* _EXERCISE BRIEF_:
Scale the items from the line with "query: the noun phrase to segment: light" to the line with "[[[817,652],[818,657],[876,657],[884,647],[883,638],[828,638]]]", both included, and write out every line of that span. Multiply each outline coordinate by 0.9 and round it to a whole number, halves up, keep all other text unchanged, and omit the pictures.

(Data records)

-- Begin --

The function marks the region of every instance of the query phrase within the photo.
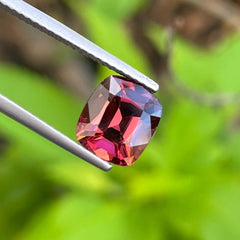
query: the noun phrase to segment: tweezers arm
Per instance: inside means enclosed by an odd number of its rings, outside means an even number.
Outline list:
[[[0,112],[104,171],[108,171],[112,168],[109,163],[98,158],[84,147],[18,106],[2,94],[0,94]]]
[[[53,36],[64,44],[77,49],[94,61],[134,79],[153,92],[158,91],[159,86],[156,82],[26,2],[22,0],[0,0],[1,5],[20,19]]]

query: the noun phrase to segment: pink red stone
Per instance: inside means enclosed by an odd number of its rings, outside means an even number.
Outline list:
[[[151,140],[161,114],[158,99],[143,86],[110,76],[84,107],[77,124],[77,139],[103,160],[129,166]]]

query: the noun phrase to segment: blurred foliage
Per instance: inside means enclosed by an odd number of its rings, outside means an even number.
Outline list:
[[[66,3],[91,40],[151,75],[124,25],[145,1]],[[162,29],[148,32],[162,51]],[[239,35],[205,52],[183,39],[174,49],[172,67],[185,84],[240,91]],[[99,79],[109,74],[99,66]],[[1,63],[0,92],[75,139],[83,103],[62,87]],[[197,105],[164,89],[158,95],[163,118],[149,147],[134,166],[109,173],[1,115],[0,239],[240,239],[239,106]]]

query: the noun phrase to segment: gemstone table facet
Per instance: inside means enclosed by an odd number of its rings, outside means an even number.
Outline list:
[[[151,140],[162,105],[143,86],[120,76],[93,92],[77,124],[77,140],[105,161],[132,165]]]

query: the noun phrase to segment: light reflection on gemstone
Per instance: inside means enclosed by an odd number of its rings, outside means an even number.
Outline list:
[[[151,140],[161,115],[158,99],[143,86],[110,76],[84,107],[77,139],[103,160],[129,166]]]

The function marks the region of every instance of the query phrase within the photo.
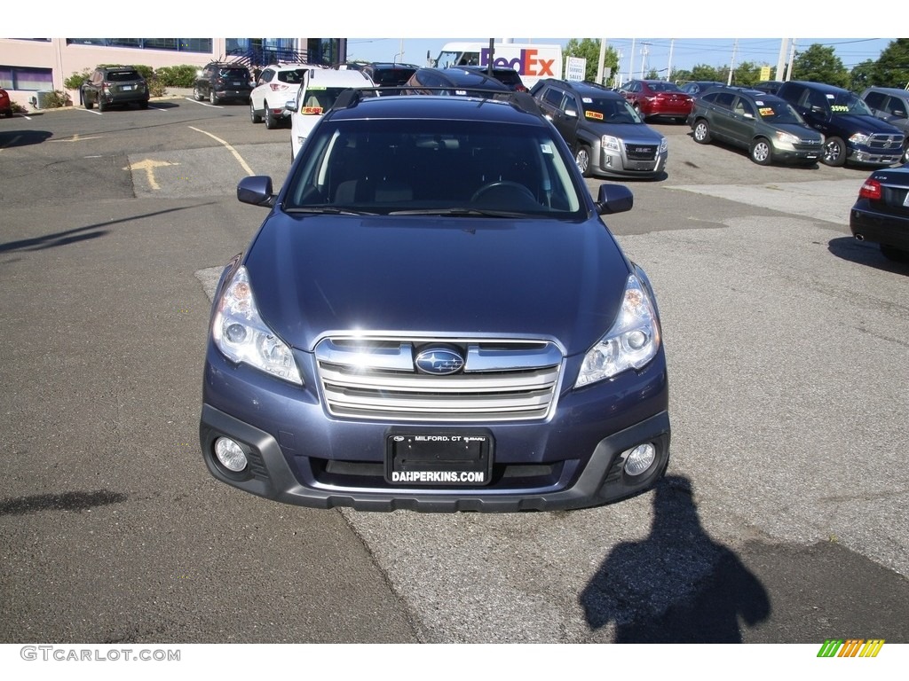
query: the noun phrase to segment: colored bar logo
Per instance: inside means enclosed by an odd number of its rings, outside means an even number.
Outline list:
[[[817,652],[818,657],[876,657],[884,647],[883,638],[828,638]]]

-- End --
-- Begin --

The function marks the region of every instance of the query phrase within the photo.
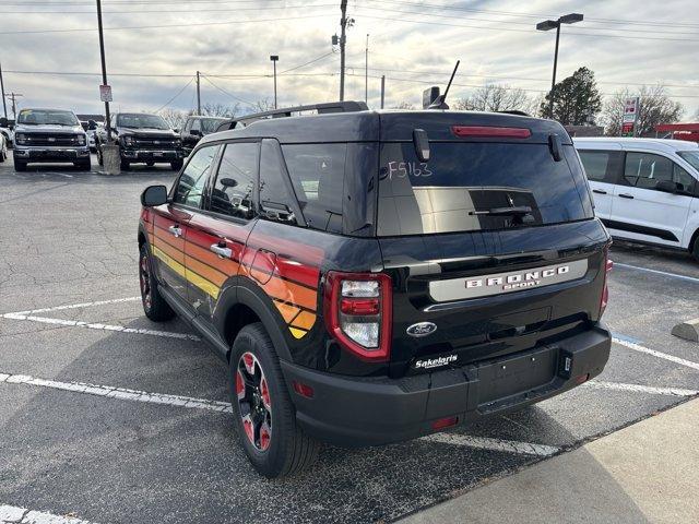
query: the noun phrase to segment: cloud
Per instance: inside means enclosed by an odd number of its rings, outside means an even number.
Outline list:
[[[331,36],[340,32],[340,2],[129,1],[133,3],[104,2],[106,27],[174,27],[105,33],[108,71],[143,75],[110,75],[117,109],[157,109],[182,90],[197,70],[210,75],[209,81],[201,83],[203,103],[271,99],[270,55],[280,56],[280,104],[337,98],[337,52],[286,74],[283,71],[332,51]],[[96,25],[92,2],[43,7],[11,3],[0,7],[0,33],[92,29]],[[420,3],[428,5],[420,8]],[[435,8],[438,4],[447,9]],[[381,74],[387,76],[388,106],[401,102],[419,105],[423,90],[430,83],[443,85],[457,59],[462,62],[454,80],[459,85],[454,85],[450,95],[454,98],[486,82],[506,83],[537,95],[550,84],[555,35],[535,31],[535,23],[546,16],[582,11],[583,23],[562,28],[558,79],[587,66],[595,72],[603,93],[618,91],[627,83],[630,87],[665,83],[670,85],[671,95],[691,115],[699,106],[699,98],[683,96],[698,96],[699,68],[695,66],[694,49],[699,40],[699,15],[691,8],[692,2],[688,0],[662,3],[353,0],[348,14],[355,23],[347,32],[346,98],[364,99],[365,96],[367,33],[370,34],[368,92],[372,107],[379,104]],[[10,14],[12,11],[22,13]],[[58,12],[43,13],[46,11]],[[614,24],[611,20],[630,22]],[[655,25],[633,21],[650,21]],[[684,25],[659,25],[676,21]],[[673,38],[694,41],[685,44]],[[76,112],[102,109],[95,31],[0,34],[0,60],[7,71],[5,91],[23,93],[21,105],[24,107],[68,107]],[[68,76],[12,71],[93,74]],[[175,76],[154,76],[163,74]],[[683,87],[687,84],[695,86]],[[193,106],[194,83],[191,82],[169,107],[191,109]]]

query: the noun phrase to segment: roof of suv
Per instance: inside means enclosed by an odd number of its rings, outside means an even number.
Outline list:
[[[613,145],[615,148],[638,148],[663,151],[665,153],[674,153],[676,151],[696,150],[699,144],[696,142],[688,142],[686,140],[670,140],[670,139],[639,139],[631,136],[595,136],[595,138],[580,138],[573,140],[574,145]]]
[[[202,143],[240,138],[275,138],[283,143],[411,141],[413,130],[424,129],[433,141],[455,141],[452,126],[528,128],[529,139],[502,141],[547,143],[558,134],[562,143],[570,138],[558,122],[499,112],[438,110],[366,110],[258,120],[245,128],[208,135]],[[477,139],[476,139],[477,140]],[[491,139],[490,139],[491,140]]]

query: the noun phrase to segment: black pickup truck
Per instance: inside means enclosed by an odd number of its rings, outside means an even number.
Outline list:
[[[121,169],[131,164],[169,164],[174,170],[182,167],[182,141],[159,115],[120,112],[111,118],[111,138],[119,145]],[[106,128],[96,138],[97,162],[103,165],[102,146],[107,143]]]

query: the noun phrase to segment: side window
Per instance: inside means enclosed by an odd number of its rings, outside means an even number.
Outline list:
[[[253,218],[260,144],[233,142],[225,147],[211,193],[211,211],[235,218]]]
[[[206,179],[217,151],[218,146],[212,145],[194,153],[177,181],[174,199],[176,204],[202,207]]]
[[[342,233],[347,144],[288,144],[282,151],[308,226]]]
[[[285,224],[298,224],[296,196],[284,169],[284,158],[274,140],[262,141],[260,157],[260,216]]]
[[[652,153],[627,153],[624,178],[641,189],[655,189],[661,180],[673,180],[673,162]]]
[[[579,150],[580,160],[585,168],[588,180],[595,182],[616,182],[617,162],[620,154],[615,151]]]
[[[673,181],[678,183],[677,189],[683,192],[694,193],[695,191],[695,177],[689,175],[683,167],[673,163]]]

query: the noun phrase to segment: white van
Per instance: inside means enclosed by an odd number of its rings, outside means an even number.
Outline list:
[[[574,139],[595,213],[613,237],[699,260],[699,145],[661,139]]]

-- End --

* _SOLUTION FOR THIS PROBLEM_:
query: the noun phrase to segment: light reflection on gemstone
Per instance: inside means enclosed by an odd number of its rings, outside means an even number.
Outline list:
[[[136,126],[145,104],[142,89],[129,77],[99,68],[76,96],[69,125],[93,144],[116,149]]]

The function marks the region of every instance of the query phrase within the photo.
query: the noun phrase to segment: colored bar logo
Per instance: inside means enclosed by an odd number of its rings, outside means an even number.
Outline list:
[[[735,587],[736,591],[788,591],[796,582],[795,574],[745,574]]]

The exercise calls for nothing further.